• Consigne
Recopiez à l'identique, dans le texte sur les origines de la franc-maçonnerie, tout ce qui va de « Ainsi pourrait commencer » jusqu'à « alors la portée. ».

== Extrait présenté

Elle a pour projet de mettre en lumière la permanence et la modernité de nos principes fondateurs et de laisser deviner le sens de notre engagement, indépendamment de toute historicité.

Et deux voix pour marquer les deux temps d’hier et d’aujourd’hui…

ONCE UPON A TIME …

Ainsi pourrait commencer cette planche, comme tous les contes. Elle pourrait se continuer ainsi, en se projetant quelques instants, dans le passé, voici plus de deux siècles … 

Assis au fond d’une taverne faiblement éclairée par la lueur d’une bougie, quelques hommes austères et de noir vêtus s’affairaient à la rédaction d’un texte dont aucun ne mesurait alors la portée.

Plusieurs feuillets déjà rédigés s’étalaient sur la table… 

Il faut dire qu’ils avaient pris le temps pour parvenir jusqu’à cette rédaction : dix ans après que 4 Loges se réunirent un mois de Juin de l’an 1717 ou peut-être même 1716 : qui sait ? Même certains annonceront plus tard l’inexistence historique de cette date. Mais…

Le jour de la Saint Jean Baptiste le 24, Tiens comme c’est bizarre, une assemblée et une fête des Maçons francs et acceptés se tint cette année là, à la taverne l’Oie et le Gril. Aucun des participants n’était alors du métier.

La réunion rassemblât une vingtaine de personnes tout au plus et les contours de l’évènement sont aujourd’hui encore imprécis, voire incertains… Peut-être même que les auteurs, faute d’éléments, en arrangèrent ultérieurement le scénario…

Fut-il le premier document « arrangé » de la maçonnerie ? Plaçant cette dernière dans un longue perspective d’usage de faux…

Sous la plume experte du Pasteur James Anderson, s’établissaient les bases de la régularité et des origines de la Franc-Maçonnerie, dont on peut sans trop se tromper, annoncer qu’elles constitueront le pêché originel de notre institution…

Hélas, de nos jours encore, les maçons ne se sont pas exonérés de l’angoisse d’une existence historique.

====
== Données fournies

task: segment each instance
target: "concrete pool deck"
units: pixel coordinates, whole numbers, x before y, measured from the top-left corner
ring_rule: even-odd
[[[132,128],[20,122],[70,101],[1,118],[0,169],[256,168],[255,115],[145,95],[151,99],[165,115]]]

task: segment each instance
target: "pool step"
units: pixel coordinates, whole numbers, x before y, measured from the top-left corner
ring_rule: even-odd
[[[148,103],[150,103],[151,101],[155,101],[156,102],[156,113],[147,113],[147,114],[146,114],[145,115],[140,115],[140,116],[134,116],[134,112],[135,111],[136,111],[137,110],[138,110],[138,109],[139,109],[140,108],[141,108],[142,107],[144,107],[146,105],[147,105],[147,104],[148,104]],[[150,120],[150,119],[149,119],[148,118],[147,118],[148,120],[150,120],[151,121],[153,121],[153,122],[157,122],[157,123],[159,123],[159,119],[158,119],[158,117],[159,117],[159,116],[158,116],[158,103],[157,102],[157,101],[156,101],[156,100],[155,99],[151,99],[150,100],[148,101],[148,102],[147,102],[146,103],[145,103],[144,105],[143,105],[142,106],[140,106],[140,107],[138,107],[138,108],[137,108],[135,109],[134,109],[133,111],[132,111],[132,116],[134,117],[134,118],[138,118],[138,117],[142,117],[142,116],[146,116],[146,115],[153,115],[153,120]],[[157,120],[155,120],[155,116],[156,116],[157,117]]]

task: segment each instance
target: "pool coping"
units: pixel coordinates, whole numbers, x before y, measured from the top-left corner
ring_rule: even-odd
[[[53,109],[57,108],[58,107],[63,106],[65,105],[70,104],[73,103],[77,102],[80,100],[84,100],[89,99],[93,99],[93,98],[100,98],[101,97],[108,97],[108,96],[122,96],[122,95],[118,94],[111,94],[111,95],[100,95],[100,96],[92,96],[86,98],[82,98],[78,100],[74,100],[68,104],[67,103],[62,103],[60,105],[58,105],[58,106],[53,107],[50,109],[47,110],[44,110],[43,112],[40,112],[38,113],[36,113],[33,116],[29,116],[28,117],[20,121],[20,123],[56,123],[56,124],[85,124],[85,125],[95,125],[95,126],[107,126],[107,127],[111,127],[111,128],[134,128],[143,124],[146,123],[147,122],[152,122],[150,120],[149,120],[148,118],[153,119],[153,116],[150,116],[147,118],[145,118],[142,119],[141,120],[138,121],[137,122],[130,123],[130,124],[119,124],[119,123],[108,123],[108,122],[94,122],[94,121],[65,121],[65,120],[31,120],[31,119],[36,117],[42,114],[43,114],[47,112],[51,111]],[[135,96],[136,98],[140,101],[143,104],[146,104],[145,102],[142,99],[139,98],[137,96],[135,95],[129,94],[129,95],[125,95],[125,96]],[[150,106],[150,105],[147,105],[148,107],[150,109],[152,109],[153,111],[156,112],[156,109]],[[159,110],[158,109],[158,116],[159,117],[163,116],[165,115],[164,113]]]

====

• Résultat obtenu
Ainsi pourrait commencer cette planche, comme tous les contes. Elle pourrait se continuer ainsi, en se projetant quelques instants, dans le passé, voici plus de deux siècles … 

Assis au fond d’une taverne faiblement éclairée par la lueur d’une bougie, quelques hommes austères et de noir vêtus s’affairaient à la rédaction d’un texte dont aucun ne mesurait alors la portée.